What you need to do: Tally the rows below that contain the string "frame" with its capitalization matching exactly, and reply with only that number.
# START OF Exercise inputs
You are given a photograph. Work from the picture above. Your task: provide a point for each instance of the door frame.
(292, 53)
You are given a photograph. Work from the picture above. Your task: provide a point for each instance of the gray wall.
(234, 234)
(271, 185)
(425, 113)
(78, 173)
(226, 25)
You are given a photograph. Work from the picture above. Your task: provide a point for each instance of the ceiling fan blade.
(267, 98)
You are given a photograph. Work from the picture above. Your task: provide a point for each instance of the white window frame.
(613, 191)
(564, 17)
# END OF Exercise inputs
# START OF Exercise inputs
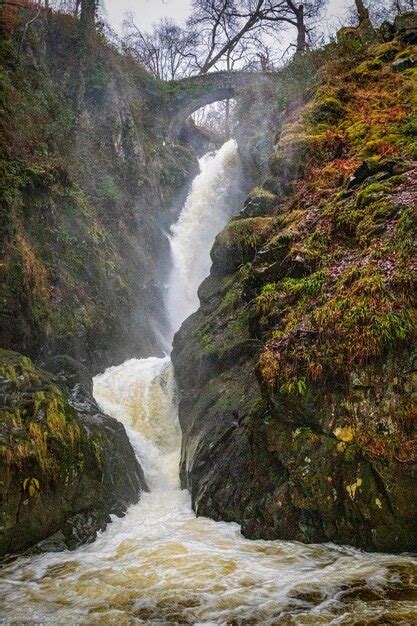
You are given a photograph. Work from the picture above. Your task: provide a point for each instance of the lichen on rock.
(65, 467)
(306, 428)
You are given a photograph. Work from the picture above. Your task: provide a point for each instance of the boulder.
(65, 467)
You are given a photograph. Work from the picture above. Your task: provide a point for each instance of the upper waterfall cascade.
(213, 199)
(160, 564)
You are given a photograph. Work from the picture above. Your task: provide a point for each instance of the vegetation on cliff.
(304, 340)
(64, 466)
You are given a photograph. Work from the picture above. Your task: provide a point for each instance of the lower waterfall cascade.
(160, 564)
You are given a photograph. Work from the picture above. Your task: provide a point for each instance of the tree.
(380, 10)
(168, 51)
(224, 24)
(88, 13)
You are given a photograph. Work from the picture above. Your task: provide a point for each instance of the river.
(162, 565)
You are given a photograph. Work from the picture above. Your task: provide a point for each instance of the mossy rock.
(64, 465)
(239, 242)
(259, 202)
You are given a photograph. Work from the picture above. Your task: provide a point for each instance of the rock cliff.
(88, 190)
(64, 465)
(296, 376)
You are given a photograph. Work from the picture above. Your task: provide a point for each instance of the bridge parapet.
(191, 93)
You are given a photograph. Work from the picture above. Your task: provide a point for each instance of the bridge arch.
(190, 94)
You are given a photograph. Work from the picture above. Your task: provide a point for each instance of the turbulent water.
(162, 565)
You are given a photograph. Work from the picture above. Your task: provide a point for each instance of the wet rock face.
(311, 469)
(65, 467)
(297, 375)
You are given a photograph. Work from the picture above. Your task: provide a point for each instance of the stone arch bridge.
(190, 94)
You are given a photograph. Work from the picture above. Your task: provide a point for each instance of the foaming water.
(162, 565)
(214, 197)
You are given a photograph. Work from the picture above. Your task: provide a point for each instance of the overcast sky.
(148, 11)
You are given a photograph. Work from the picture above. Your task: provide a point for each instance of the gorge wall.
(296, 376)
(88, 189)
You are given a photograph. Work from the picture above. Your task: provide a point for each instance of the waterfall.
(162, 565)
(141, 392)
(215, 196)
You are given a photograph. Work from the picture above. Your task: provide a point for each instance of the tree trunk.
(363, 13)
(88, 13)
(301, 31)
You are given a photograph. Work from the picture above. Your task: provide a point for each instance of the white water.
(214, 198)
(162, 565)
# END OF Exercise inputs
# START OF Exercise inputs
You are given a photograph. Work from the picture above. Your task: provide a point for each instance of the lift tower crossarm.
# END OF Exercise inputs
Finished task: 2